Every record here needs to be written out again exactly.

Source records:
● ● ●
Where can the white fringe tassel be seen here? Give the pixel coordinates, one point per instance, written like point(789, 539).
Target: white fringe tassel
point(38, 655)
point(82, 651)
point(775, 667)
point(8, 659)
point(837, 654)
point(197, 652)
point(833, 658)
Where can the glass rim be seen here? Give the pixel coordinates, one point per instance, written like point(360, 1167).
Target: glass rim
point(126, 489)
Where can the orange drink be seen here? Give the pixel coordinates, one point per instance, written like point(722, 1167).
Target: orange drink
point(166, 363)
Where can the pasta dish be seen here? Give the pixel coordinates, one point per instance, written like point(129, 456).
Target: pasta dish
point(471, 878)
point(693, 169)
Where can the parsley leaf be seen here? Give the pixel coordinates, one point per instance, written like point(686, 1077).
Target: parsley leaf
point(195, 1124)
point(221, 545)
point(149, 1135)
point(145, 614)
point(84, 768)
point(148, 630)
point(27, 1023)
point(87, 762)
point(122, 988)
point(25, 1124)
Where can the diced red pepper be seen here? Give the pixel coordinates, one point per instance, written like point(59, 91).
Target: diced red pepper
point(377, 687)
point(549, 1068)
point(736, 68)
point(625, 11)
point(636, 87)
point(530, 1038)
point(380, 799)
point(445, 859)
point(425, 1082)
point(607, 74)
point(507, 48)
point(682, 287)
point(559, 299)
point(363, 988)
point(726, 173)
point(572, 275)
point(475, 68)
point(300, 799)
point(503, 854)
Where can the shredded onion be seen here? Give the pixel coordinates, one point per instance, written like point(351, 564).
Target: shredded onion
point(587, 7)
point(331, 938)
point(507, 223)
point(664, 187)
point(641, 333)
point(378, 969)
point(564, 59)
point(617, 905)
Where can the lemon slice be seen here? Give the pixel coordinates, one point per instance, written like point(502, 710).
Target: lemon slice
● ● ●
Expected output:
Where can the white fringe tassel be seen here? Give the pixel coordinates, one point per instance, written like point(789, 539).
Target: white fringe tassel
point(38, 655)
point(82, 651)
point(775, 667)
point(8, 659)
point(837, 654)
point(197, 652)
point(833, 658)
Where can the glass rim be seen here? Give the pixel coordinates, one point per instance, written like point(360, 1167).
Target: glass rim
point(126, 489)
Where can the orange drink be seen here? Give the pixel coordinates, one point per instance, written like point(722, 1167).
Target: orange drink
point(166, 363)
Where can the pasta dish be seen here? Give the pixel coordinates, one point per instance, written like point(129, 456).
Target: pasta dish
point(471, 878)
point(693, 169)
Where can the parsley leaf be seen here? Give the pixel coordinates, one point per instance, written like point(686, 1077).
Target: parsley leaf
point(195, 1124)
point(221, 545)
point(149, 1135)
point(145, 614)
point(84, 768)
point(148, 630)
point(27, 1023)
point(87, 762)
point(122, 988)
point(25, 1124)
Where can the diced red pepper be seen here? Give the pixel coordinates, one point per instance, written like point(59, 91).
Target: diced red pepper
point(377, 687)
point(549, 1068)
point(736, 68)
point(625, 11)
point(636, 87)
point(530, 1038)
point(380, 799)
point(445, 859)
point(425, 1082)
point(607, 74)
point(507, 48)
point(682, 287)
point(559, 299)
point(363, 988)
point(726, 173)
point(572, 275)
point(475, 68)
point(300, 799)
point(503, 854)
Where can the shredded onion be seen here? Give the pixel coordinates, one point per instance, written like point(351, 564).
Target: shredded onion
point(587, 7)
point(331, 938)
point(507, 223)
point(664, 187)
point(641, 333)
point(378, 969)
point(564, 59)
point(617, 905)
Where can the lemon slice be seen here? Give the pixel coordinates, one point per instance, written like point(502, 710).
Target: lemon slice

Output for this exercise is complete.